WHAT TO WORK ON
Give the lines running from the start of the records up to and including the line with "positive clicks: (880, 329)" as a Markdown table with the columns Row and Line, one numbered row per line and blank lines left out. Include only those lines.

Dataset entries

★ ★ ★ ★

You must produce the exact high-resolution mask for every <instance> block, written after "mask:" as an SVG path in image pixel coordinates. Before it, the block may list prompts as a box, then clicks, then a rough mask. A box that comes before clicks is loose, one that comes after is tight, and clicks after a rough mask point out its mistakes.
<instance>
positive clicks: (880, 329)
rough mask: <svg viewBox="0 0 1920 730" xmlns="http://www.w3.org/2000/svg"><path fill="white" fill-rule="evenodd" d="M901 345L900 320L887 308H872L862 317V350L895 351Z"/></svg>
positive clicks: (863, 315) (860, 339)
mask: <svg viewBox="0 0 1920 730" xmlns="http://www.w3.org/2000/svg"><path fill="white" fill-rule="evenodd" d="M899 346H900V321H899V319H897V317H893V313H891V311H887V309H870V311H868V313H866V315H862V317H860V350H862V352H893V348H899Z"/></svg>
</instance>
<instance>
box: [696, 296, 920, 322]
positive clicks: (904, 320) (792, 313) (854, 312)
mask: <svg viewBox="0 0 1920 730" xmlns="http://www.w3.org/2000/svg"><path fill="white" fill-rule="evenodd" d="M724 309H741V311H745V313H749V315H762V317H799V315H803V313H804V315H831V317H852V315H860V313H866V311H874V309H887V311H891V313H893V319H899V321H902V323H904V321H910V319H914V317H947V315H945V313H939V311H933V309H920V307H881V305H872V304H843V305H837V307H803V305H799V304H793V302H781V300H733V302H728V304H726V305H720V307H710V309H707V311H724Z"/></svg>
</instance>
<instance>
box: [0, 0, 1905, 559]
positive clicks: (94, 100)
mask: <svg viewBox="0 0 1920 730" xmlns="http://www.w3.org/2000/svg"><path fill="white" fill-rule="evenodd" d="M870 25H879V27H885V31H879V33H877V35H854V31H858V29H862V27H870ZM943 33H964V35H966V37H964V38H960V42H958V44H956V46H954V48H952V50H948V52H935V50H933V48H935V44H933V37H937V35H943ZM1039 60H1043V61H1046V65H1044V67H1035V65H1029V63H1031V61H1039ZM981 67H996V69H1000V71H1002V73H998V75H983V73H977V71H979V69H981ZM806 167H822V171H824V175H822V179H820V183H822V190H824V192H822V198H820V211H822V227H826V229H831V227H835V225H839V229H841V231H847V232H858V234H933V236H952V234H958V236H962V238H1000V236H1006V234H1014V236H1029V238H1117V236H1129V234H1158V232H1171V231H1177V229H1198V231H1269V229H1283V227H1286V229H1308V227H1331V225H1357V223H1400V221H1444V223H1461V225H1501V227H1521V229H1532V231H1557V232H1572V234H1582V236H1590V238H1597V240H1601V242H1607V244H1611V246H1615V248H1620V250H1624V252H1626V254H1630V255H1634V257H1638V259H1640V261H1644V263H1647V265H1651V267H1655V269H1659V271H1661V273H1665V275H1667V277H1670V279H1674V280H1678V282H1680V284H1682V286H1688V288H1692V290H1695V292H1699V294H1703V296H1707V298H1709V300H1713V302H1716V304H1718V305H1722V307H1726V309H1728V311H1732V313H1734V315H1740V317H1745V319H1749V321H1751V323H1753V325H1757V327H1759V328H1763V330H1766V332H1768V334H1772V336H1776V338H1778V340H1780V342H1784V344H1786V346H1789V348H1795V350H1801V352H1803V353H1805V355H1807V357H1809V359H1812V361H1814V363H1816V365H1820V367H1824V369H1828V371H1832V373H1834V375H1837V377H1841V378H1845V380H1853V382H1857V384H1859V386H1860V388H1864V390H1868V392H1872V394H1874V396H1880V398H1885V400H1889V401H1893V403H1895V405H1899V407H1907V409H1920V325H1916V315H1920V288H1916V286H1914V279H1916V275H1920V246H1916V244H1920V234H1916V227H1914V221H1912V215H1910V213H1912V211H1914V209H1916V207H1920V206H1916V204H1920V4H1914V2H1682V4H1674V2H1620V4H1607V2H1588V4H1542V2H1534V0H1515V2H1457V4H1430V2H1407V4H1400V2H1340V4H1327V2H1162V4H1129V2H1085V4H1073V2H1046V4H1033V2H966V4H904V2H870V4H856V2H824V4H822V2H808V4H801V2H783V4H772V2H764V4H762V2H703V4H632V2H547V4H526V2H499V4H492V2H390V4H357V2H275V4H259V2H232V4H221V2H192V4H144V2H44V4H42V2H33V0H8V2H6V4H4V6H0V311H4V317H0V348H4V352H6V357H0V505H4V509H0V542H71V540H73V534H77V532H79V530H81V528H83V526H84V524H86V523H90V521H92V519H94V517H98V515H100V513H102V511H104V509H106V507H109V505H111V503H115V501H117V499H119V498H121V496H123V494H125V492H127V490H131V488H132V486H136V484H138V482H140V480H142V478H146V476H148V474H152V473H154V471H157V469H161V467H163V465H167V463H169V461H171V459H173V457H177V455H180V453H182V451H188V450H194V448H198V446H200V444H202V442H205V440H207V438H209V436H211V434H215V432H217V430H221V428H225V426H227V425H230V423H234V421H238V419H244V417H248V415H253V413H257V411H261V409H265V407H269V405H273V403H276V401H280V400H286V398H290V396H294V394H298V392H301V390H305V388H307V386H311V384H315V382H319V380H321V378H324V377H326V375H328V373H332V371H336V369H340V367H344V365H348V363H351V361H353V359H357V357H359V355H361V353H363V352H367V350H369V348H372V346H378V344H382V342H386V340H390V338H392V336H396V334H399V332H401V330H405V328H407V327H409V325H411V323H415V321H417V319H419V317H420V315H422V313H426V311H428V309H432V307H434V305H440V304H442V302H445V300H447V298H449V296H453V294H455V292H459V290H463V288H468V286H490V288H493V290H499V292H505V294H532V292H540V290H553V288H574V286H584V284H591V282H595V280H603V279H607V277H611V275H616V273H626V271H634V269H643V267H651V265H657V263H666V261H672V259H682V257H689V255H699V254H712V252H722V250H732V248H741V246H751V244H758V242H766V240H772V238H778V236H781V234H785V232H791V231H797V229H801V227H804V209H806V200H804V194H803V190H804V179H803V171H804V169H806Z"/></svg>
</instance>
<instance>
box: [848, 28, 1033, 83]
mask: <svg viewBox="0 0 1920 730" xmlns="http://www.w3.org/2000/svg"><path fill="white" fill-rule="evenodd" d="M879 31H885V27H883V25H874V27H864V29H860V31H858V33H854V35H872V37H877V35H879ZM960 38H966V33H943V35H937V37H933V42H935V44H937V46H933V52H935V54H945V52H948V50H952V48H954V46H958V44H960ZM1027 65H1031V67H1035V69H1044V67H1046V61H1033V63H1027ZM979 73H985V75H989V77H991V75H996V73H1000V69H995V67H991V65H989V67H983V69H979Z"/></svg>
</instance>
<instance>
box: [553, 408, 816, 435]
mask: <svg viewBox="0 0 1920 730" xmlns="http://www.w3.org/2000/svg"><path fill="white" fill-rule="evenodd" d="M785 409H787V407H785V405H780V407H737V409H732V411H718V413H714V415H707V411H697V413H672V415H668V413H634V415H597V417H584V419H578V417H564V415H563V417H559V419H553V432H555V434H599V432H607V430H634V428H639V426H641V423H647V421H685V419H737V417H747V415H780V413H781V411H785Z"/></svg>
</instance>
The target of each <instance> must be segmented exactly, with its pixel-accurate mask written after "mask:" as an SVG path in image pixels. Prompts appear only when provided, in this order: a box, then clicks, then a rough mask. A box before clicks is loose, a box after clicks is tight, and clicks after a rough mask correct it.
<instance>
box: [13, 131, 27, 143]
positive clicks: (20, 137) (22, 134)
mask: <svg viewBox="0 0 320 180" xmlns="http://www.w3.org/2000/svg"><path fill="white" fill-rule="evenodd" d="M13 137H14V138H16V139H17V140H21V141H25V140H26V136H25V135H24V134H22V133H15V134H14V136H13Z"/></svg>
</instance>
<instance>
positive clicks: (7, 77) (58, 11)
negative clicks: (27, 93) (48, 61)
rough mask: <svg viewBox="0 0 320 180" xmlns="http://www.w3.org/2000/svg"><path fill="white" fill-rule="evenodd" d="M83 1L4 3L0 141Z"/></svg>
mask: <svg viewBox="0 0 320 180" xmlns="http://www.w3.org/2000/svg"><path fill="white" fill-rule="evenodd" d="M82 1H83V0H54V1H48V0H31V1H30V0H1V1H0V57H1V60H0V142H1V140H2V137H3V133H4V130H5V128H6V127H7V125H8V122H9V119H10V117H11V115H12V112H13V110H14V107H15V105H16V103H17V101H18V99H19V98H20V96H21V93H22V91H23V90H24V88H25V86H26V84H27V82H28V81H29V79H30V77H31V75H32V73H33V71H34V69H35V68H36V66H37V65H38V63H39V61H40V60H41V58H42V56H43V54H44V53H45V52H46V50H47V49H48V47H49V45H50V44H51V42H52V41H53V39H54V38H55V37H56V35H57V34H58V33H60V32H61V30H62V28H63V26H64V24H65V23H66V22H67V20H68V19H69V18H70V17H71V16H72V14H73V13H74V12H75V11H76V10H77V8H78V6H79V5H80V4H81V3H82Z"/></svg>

★ ★ ★ ★

WRITTEN RESPONSE
| Row | Line |
|---|---|
| 1 | You must produce the exact high-resolution mask for every <instance> block, written after "mask:" as an SVG path in image pixel coordinates. Before it, the block may list prompts as a box, then clicks, then a rough mask. A box that comes before clicks is loose, one that comes after is tight, and clicks after a rough mask point out its mistakes. |
| 2 | <instance> |
| 3 | positive clicks: (880, 329) |